→ Direction
Count the lines in the items below that contain the string "distant". Reply with that number only.

--*--

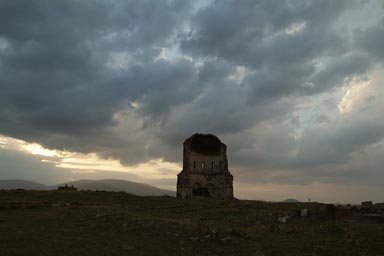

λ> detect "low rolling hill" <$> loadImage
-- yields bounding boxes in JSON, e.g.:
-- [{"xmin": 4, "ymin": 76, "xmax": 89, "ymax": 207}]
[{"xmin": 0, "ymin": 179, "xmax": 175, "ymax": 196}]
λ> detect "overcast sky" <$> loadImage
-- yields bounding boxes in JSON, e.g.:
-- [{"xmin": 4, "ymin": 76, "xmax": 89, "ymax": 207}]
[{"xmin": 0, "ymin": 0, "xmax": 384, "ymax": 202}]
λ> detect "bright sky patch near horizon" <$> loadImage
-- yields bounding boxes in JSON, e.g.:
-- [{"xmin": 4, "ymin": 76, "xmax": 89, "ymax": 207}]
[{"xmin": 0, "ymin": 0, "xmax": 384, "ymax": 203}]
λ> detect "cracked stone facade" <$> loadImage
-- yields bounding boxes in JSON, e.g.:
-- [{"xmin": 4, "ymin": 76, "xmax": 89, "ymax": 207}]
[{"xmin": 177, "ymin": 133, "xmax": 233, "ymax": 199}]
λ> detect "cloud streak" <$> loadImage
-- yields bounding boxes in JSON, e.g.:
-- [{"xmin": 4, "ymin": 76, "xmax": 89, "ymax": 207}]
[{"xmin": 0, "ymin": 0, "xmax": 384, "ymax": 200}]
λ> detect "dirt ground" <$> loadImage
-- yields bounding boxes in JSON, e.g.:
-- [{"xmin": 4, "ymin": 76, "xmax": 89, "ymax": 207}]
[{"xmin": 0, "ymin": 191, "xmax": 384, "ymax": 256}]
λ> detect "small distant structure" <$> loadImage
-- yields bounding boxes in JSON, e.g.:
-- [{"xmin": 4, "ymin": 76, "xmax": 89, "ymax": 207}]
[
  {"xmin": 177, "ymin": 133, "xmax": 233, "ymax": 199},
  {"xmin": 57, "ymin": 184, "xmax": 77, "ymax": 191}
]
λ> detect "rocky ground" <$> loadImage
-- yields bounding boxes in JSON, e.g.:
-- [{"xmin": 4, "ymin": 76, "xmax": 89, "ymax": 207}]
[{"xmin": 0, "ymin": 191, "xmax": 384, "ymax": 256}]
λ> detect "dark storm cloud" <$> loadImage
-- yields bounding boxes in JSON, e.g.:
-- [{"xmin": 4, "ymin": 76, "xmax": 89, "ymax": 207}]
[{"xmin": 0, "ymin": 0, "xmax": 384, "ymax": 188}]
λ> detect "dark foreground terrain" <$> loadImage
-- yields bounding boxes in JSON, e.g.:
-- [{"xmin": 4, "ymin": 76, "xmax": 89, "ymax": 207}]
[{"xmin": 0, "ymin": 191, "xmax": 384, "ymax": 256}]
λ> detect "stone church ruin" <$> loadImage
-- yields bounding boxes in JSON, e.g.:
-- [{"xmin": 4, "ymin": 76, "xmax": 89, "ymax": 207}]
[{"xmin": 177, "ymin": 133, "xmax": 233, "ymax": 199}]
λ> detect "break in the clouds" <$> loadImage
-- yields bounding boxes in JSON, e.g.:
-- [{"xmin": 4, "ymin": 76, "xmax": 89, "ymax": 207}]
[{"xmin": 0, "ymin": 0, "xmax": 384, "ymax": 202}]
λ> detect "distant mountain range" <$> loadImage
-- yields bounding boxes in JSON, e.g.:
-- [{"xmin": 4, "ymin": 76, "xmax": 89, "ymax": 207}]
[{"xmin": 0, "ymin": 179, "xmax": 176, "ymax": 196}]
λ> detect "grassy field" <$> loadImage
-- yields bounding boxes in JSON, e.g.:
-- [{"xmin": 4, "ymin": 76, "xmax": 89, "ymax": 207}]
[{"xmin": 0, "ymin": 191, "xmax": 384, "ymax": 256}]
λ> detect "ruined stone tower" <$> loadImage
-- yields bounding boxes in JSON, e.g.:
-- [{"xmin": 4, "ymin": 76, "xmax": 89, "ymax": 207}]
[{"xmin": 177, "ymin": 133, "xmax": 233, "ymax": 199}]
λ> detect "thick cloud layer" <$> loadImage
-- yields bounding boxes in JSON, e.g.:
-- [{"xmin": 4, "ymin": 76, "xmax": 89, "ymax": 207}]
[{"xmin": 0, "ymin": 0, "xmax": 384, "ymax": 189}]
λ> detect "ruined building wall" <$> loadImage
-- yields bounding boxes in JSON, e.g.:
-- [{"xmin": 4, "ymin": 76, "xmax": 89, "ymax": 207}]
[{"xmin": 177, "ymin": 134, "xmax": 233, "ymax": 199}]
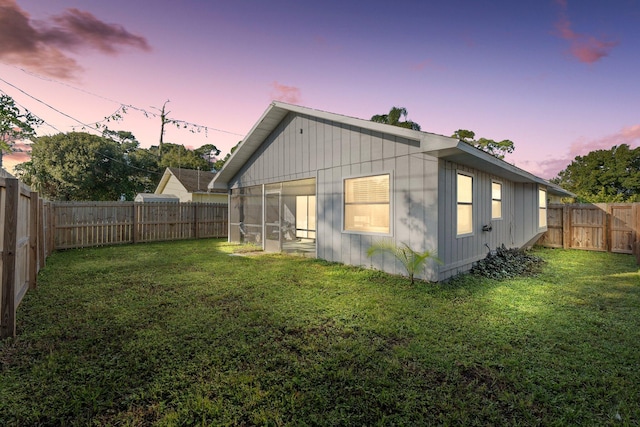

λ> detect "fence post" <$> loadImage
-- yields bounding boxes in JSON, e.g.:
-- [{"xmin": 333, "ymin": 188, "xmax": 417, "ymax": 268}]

--*--

→ Answer to this exercise
2